» LISTED RECORDS:
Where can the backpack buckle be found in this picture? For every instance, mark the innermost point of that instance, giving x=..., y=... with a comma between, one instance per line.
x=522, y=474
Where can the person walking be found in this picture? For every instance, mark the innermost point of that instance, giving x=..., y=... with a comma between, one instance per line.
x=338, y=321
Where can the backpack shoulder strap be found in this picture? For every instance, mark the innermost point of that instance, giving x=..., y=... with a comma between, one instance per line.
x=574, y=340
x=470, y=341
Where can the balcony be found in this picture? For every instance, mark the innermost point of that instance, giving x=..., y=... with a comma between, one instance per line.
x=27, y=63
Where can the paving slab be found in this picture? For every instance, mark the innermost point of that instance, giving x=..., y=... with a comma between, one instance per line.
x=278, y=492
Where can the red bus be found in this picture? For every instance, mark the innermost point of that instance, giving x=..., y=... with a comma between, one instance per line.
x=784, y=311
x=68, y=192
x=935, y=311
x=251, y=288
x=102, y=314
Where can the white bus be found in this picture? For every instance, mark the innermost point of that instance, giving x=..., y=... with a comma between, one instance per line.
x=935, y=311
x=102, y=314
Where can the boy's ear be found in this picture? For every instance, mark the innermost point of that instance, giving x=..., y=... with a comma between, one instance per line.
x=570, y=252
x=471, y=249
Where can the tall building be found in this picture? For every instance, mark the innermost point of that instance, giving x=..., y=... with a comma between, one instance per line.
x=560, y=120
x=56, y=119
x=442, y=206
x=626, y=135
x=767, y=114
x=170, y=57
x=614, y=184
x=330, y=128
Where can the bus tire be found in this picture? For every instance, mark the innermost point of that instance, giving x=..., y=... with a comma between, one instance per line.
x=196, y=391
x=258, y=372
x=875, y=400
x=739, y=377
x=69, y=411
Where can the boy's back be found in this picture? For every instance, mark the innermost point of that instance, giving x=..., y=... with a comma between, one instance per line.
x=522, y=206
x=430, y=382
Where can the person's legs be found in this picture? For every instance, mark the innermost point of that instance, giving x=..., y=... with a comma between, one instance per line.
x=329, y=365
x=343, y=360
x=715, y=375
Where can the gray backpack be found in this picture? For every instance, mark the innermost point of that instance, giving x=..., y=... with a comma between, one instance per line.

» YOUR ASSIGNMENT: What's needed is a word-for-word copy of the lines from the one holding "Where can the white" through the final line of the data.

» RESPONSE TO THIS TASK:
Where can the white bus be found in this picture? For every instance, mark the innermost point of that instance, giving x=..., y=... with a comma between, one instance per line.
x=935, y=311
x=102, y=314
Where can the boy's ear be found in this picture? For every instance, mark the innermost point of that instance, giving x=..., y=... with a comma between, one instance per line.
x=570, y=252
x=471, y=249
Where can the tall building be found in this picture? For every instance, mark the innermost point of that instance, giving x=..., y=... with a comma between, one instance per line.
x=560, y=120
x=56, y=119
x=442, y=206
x=626, y=135
x=767, y=114
x=170, y=57
x=614, y=184
x=330, y=128
Where can the bus tire be found in this picture? For every instance, mark the innermost point of that instance, giving x=..., y=... with a comma between, one instance per line.
x=196, y=391
x=258, y=372
x=875, y=400
x=739, y=377
x=69, y=411
Where can the boy's back be found in this picture? For every instance, mark the innermost point of that instance, giving x=..., y=... with a comma between, one instance per line.
x=522, y=206
x=430, y=382
Where can the person's legs be found in this picture? For every instance, mark the innermost point of that instance, giving x=..., y=... with a comma between, one instance per line.
x=329, y=365
x=343, y=360
x=715, y=375
Where can the gray backpack be found in this picture? For every instance, mark the innermost point of that instance, giving x=..., y=... with a comma between, one instance per line.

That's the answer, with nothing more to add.